- O QUE FAZER -
• A. Segundo a matéria sobre Robert Moog, em que cidade foi a grande convenção da Internacional Eletrônica?
• B. Troque "Barcelona" por "Lisboa" e escreva de novo a parte da matéria sobre Robert Moog que começa em "STÉPHANE DAVET" e vai até "tem um passado.".
• C. Retome a matéria sobre Robert Moog a partir do ponto em que ela para.

- TRECHO -
========

São Paulo, domingo, 29 de agosto de 2004

Texto Anterior | Próximo Texto | Índice

MÚSICA

Criador do sintetizador "comercial" conta trajetória dos sons eletrônicos

"Retrofuturismo" traz "feiticeiro" de volta à cena

STÉPHANE DAVET
DO "LE MONDE"

Na grande convenção da Internacional Eletrônica, em Barcelona, por ocasião do Sónar, um septuagenário com cara de cientista distraído destoava em meio à juventude boêmia. Robert Moog estava lá para fazer uma palestra, espremida entre dois sets de DJs. Autodefinido como "cahoona" ("feiticeiro", em polinésio) da tecnologia, o norte-americano é testemunha de que a música eletrônica, apesar de seus ares futuristas, tem um passado.

========

- DADOS GUARDADOS -

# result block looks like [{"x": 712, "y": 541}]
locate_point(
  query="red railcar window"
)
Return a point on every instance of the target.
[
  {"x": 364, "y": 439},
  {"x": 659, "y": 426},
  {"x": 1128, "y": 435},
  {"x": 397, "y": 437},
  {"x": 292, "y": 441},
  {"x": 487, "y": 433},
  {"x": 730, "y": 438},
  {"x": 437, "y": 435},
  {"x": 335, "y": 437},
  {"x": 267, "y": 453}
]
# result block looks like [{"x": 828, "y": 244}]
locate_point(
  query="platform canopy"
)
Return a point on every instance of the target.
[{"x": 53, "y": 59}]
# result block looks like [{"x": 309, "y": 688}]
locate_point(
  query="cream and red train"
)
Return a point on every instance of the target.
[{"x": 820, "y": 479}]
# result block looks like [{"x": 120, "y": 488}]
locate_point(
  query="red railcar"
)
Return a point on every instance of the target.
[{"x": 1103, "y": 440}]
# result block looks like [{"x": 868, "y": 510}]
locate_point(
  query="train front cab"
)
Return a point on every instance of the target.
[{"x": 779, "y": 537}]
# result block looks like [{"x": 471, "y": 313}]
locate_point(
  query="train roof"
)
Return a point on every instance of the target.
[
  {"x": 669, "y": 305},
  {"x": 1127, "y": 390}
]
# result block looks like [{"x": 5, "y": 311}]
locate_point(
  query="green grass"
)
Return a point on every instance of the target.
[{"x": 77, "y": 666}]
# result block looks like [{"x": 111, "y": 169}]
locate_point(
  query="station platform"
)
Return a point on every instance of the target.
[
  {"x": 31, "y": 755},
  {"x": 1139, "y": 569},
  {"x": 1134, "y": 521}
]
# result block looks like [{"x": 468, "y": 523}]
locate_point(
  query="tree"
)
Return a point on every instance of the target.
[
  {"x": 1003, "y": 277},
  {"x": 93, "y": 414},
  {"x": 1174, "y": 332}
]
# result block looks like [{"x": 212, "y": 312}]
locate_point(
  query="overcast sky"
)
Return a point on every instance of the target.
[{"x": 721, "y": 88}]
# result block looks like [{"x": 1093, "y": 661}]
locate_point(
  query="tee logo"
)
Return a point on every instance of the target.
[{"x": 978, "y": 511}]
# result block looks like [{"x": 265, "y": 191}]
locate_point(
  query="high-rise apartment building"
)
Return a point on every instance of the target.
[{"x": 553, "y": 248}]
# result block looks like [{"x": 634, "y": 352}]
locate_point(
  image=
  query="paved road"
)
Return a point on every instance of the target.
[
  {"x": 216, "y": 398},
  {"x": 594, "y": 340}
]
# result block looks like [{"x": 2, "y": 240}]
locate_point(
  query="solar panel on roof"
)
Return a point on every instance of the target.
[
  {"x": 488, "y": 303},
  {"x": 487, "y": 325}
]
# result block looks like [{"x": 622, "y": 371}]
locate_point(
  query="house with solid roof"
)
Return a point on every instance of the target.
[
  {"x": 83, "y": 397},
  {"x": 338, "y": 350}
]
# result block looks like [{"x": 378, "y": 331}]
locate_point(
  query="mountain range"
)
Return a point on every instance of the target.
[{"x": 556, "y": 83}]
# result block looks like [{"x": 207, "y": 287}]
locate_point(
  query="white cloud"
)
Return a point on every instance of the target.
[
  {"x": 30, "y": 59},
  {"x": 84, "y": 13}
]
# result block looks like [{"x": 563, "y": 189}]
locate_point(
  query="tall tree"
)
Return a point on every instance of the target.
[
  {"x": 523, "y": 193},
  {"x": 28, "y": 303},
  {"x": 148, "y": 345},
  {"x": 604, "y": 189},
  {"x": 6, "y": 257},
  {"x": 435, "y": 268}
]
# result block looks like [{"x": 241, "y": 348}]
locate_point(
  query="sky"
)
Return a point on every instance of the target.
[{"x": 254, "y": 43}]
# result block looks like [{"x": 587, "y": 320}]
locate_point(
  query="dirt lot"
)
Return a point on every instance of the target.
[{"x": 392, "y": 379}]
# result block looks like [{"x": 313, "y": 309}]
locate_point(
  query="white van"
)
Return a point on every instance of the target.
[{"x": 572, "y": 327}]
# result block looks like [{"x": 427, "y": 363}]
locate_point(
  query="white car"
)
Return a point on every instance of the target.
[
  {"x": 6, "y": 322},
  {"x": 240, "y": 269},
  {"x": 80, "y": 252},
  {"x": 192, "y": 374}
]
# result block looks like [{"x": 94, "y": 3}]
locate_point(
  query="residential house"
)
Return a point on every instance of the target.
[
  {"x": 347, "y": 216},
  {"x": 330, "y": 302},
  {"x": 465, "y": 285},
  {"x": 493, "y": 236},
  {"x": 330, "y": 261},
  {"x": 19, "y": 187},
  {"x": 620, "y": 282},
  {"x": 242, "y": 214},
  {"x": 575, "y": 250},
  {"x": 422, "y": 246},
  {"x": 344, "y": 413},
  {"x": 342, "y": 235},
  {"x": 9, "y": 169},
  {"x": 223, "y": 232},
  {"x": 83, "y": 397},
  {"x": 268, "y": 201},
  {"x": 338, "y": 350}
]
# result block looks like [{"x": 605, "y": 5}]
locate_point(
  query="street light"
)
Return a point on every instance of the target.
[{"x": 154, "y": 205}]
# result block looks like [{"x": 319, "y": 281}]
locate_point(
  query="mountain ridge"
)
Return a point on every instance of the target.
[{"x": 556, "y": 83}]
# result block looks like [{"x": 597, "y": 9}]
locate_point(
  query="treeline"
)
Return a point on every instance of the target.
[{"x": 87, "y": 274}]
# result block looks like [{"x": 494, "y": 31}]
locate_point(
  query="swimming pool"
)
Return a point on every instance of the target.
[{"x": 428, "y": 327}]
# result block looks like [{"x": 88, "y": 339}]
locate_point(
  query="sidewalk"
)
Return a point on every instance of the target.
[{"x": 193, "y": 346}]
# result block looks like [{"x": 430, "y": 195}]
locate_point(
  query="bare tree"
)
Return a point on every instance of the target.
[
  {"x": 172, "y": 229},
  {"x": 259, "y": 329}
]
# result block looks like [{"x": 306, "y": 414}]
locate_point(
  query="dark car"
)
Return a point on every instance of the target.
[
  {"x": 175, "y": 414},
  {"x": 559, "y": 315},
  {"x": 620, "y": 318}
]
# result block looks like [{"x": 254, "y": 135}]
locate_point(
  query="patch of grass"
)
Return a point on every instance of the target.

========

- RESPOSTAS -
• A. Em Barcelona, por ocasião do Sónar.

• B.
STÉPHANE DAVET
DO "LE MONDE"

Na grande convenção da Internacional Eletrônica, em Lisboa, por ocasião do Sónar, um septuagenário com cara de cientista distraído destoava em meio à juventude boêmia. Robert Moog estava lá para fazer uma palestra, espremida entre dois sets de DJs. Autodefinido como "cahoona" ("feiticeiro", em polinésio) da tecnologia, o norte-americano é testemunha de que a música eletrônica, apesar de seus ares futuristas, tem um passado.

• C.
Seguindo o exemplo de Thaddeus Cahill e seu Telharmonium, de Jörg Mager e seu Sperophone, de Maurice Martenot com as ondas Martenot ou de Max Mathews, o primeiro a sintetizar sons em computador, Robert Moog, inventor do primeiro sintetizador "comercial", é um pioneiro das máquinas musicais.
Na adolescência, entusiasmado por montar coisas, se deixou envolver pela magia do Thereminvox. Criado em 1920 pelo russo Lev Sergeyevitch Theremin, o aparelho consiste de duas antenas e não requer contato físico entre o músico e a máquina. Ao mover a mão entre as antenas, se produz um vibrato.
Desde o final da Segunda Guerra Mundial, o instrumento começou a ser ouvido na trilha sonora de filmes de terror e de ficção científica. "Aqueles sons me intrigavam", diz Robert Moog, "mas o que me fascinava mais era a tecnologia do aparelho, aqueles tubos, aqueles osciladores. Havia revistas que explicavam como montar um Theremin a partir de um kit, e foi assim que comecei".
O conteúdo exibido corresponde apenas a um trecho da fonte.